» **What is needed**: Pick out every line below that contains the string "belt" and copy each of them in full.

--- start of Supplied data ---

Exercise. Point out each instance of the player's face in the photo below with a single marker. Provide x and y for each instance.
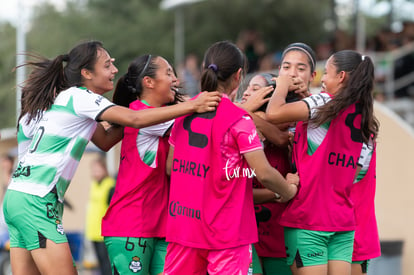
(296, 64)
(166, 82)
(255, 84)
(331, 79)
(101, 80)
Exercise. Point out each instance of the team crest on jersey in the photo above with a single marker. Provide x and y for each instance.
(59, 227)
(135, 265)
(250, 272)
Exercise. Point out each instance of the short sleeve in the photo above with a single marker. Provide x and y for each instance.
(90, 105)
(315, 101)
(171, 140)
(158, 130)
(245, 134)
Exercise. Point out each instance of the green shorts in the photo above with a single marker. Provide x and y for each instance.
(363, 264)
(275, 266)
(270, 266)
(136, 255)
(32, 219)
(257, 265)
(308, 247)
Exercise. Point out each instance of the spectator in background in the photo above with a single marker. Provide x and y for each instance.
(190, 75)
(251, 43)
(99, 197)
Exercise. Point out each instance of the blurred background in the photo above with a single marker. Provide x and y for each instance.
(181, 30)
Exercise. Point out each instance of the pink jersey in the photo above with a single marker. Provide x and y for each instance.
(211, 200)
(271, 235)
(366, 243)
(139, 205)
(323, 201)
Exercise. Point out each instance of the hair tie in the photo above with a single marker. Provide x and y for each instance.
(65, 57)
(213, 67)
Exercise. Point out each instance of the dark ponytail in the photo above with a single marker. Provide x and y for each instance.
(40, 88)
(358, 89)
(49, 77)
(221, 60)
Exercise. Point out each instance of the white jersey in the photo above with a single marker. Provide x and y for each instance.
(148, 140)
(58, 143)
(25, 135)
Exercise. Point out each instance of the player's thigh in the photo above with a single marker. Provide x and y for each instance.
(22, 262)
(55, 258)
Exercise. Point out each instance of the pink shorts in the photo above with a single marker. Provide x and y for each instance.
(186, 260)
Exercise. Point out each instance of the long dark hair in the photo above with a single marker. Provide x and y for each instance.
(49, 77)
(129, 87)
(358, 89)
(221, 60)
(306, 49)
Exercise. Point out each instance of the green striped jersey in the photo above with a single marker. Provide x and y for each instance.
(58, 142)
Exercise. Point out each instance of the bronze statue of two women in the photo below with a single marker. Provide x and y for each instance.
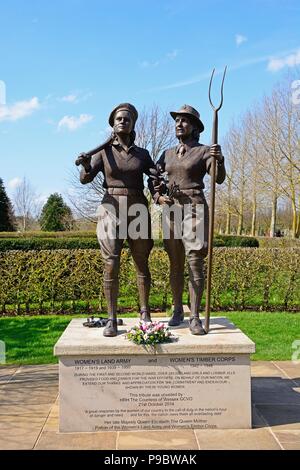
(124, 165)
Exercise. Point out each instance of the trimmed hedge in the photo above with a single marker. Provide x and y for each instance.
(39, 281)
(279, 242)
(235, 240)
(41, 234)
(77, 242)
(26, 244)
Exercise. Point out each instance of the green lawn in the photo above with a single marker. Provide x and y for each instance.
(30, 340)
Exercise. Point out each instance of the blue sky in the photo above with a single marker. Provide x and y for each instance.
(67, 63)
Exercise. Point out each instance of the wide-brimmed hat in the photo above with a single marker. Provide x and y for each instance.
(192, 113)
(126, 107)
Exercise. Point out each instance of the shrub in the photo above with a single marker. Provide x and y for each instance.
(26, 244)
(36, 281)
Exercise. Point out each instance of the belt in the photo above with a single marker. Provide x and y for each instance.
(188, 192)
(124, 191)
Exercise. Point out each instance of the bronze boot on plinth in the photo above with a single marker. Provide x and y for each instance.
(177, 285)
(111, 295)
(196, 291)
(144, 283)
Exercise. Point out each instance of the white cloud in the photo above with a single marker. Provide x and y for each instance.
(70, 98)
(239, 39)
(72, 123)
(146, 64)
(290, 60)
(172, 55)
(14, 183)
(167, 58)
(19, 110)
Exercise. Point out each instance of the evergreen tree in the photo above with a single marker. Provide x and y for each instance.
(7, 218)
(56, 216)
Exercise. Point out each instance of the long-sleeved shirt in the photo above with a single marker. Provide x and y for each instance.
(121, 168)
(188, 170)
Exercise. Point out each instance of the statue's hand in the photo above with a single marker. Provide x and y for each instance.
(159, 187)
(85, 160)
(164, 200)
(216, 152)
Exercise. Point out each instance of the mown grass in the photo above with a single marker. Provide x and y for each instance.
(30, 340)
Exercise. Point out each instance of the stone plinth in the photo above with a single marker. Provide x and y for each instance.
(199, 382)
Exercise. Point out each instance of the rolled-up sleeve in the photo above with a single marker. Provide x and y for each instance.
(96, 166)
(220, 167)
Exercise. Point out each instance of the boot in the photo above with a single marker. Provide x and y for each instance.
(177, 285)
(196, 291)
(177, 317)
(145, 314)
(111, 295)
(110, 328)
(196, 327)
(144, 283)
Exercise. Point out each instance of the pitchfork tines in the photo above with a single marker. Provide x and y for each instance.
(222, 86)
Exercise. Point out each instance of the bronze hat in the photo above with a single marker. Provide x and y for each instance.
(126, 107)
(191, 112)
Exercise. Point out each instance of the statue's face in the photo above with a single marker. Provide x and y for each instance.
(123, 122)
(183, 127)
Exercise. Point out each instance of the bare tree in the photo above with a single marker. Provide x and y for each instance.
(27, 204)
(154, 131)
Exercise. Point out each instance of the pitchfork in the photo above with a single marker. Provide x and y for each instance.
(212, 199)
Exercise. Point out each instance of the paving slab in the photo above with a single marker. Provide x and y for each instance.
(50, 440)
(157, 440)
(281, 417)
(27, 393)
(265, 369)
(290, 440)
(29, 411)
(236, 439)
(274, 390)
(291, 368)
(20, 432)
(22, 409)
(6, 373)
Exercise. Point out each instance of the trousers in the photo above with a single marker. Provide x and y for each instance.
(116, 223)
(186, 237)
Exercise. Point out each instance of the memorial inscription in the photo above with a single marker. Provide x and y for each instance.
(162, 392)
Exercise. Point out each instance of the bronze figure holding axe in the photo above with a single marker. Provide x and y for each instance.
(186, 165)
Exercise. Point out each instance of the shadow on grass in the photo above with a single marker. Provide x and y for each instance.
(31, 340)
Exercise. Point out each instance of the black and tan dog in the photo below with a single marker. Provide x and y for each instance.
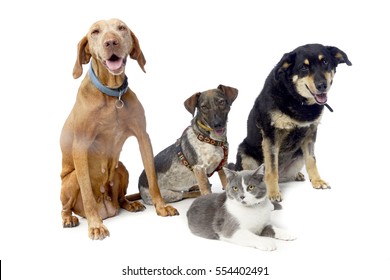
(282, 124)
(201, 150)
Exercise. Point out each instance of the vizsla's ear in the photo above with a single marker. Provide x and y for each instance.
(231, 93)
(136, 52)
(83, 57)
(191, 103)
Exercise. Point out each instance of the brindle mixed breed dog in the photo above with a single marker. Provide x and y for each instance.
(282, 124)
(201, 150)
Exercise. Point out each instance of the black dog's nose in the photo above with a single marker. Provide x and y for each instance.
(322, 86)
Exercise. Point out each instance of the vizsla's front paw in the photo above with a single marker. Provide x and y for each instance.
(98, 232)
(320, 184)
(134, 206)
(166, 210)
(70, 221)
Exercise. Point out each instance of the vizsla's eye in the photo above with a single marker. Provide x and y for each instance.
(95, 31)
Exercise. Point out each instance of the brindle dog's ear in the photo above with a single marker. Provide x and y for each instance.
(230, 92)
(191, 103)
(136, 52)
(83, 57)
(284, 64)
(341, 57)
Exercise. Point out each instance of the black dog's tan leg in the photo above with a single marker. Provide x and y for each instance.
(222, 177)
(203, 181)
(311, 166)
(271, 176)
(148, 160)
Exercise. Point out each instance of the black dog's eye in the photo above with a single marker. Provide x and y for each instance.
(221, 103)
(304, 69)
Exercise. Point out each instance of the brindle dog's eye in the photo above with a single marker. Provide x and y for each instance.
(221, 102)
(204, 108)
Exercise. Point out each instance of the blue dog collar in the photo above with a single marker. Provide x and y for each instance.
(118, 92)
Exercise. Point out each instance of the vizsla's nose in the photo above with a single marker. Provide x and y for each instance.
(111, 42)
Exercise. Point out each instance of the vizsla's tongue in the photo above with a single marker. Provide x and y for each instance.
(114, 64)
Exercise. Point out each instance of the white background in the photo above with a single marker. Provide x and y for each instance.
(193, 46)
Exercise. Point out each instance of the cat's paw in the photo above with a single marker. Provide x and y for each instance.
(284, 235)
(266, 244)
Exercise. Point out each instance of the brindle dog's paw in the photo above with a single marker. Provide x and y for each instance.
(166, 210)
(70, 221)
(300, 177)
(320, 184)
(134, 206)
(98, 232)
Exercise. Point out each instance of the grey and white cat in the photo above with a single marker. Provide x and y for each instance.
(241, 215)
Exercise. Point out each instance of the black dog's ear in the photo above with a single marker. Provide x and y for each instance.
(340, 56)
(231, 93)
(192, 102)
(285, 63)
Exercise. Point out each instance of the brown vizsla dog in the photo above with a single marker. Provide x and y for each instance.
(106, 113)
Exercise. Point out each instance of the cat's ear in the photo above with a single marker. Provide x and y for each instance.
(229, 173)
(258, 173)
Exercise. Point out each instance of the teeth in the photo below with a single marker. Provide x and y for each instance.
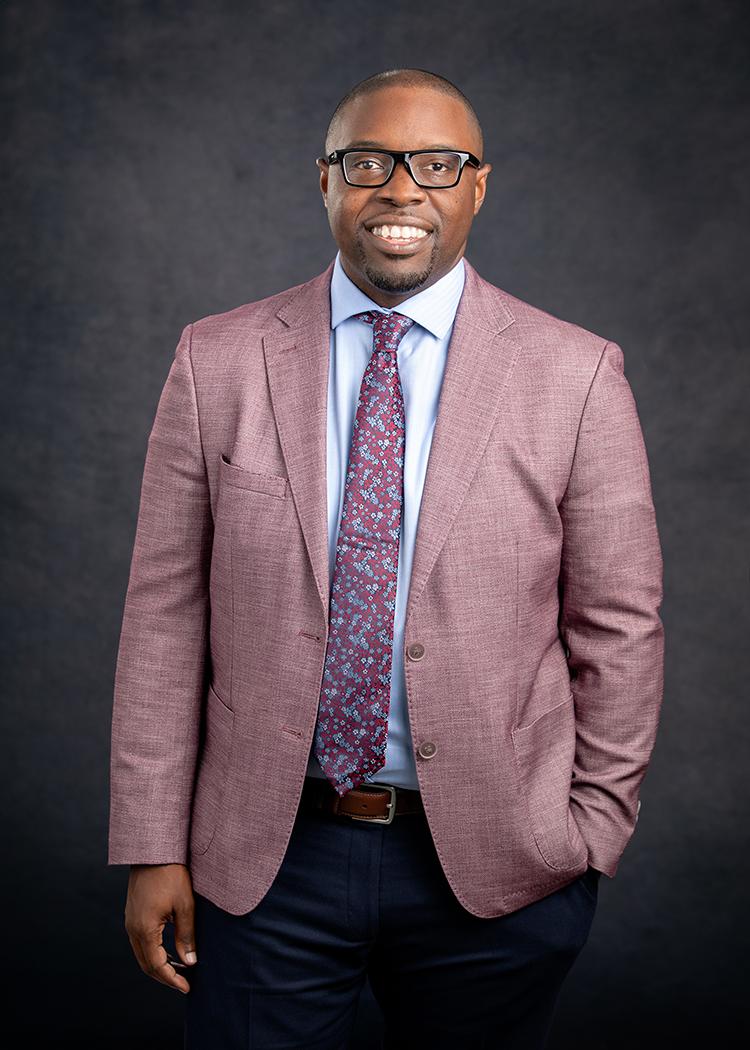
(399, 232)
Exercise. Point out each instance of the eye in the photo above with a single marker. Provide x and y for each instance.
(367, 164)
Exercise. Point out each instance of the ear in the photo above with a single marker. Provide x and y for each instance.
(481, 186)
(324, 180)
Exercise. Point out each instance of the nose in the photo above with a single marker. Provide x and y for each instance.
(400, 188)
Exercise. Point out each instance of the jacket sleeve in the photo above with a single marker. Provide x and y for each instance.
(161, 666)
(610, 594)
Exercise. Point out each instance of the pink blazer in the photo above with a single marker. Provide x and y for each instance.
(534, 648)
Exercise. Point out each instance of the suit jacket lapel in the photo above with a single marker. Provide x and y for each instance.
(480, 359)
(478, 368)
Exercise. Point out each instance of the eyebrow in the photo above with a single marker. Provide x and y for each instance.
(379, 145)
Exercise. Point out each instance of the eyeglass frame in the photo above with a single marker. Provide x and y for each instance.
(400, 156)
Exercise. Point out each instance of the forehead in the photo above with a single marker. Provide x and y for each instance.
(407, 118)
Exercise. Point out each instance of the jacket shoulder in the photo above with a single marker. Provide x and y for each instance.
(256, 316)
(545, 331)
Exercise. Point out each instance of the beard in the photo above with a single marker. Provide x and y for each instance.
(408, 281)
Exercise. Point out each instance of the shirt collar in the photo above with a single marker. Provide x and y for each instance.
(434, 308)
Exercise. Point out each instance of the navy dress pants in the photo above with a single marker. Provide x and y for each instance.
(353, 901)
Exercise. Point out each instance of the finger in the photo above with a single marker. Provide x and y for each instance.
(152, 959)
(185, 928)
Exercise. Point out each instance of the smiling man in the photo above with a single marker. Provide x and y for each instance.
(391, 663)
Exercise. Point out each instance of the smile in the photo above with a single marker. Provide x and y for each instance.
(399, 237)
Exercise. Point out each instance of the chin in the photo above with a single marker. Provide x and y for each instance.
(395, 280)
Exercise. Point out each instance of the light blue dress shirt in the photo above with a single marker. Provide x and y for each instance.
(421, 362)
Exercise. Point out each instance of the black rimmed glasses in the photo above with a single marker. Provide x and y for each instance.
(430, 168)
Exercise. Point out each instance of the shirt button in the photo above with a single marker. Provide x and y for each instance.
(426, 750)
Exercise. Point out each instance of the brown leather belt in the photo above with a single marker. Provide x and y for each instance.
(374, 803)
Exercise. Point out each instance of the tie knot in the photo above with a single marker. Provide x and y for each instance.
(388, 329)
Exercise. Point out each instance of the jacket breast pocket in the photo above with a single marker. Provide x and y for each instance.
(544, 755)
(237, 477)
(212, 772)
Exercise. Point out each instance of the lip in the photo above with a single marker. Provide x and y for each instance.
(390, 219)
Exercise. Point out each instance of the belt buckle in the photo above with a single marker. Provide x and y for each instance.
(391, 807)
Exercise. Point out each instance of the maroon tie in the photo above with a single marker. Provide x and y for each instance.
(355, 695)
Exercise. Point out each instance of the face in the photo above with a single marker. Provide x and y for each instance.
(404, 119)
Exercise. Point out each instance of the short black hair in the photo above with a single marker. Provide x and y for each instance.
(401, 78)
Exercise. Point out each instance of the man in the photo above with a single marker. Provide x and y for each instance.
(391, 663)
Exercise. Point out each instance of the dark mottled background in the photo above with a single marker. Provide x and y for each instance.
(160, 167)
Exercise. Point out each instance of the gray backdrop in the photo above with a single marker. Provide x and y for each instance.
(161, 167)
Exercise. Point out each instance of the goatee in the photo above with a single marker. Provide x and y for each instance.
(398, 282)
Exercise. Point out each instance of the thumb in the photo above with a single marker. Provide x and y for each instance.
(185, 929)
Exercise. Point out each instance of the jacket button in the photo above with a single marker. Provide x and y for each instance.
(426, 750)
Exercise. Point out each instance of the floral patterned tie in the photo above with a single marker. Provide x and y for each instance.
(355, 695)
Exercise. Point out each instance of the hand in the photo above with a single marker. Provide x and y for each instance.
(158, 894)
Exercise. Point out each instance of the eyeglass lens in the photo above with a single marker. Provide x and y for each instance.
(371, 168)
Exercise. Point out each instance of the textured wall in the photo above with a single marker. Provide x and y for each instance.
(160, 168)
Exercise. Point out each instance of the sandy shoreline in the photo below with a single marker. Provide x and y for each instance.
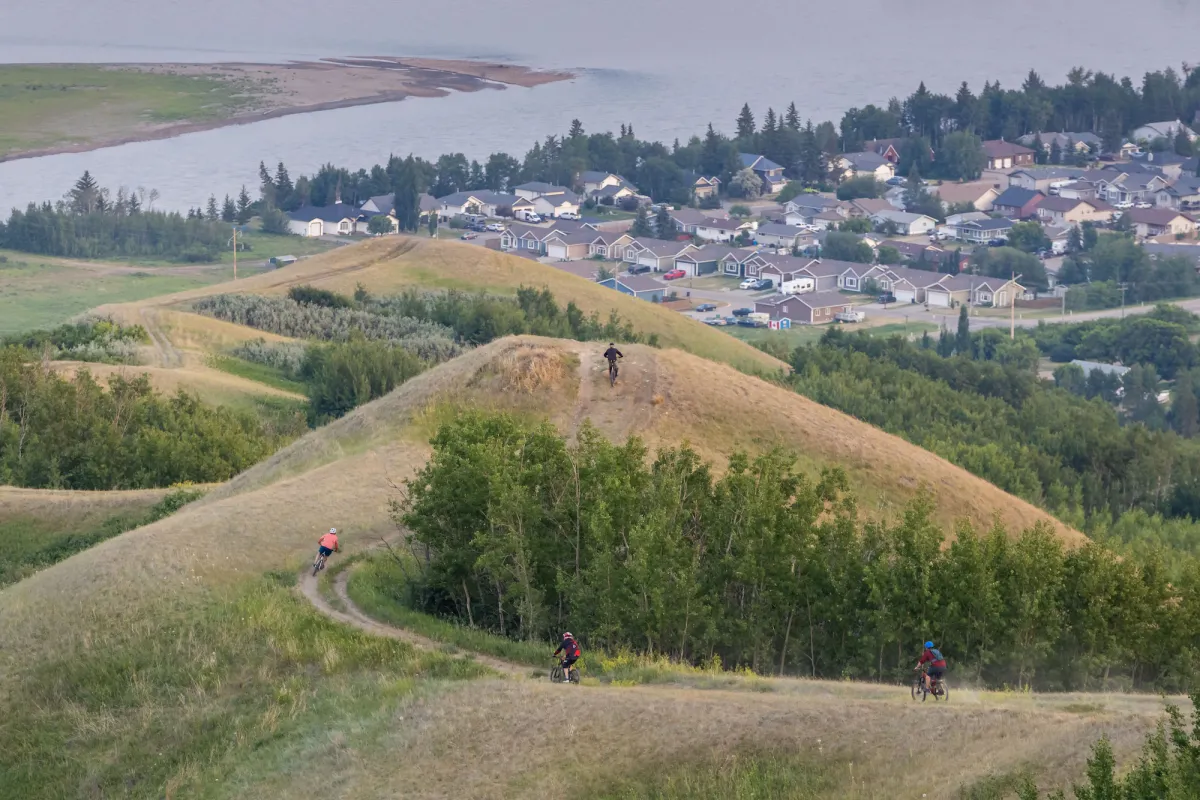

--- end of Supplied data ---

» **Answer to the task**:
Exercise. Point out each instance of the belt in the photo above with a single marker. Provide x and y for each instance.
Exercise. Point out each instance of the brown leather belt in the photo above with a single marker. Provide x and y for each instance.
Exercise. Point out each instance of the belt buckle in the photo above with a single marker. Provide x and y for each instance.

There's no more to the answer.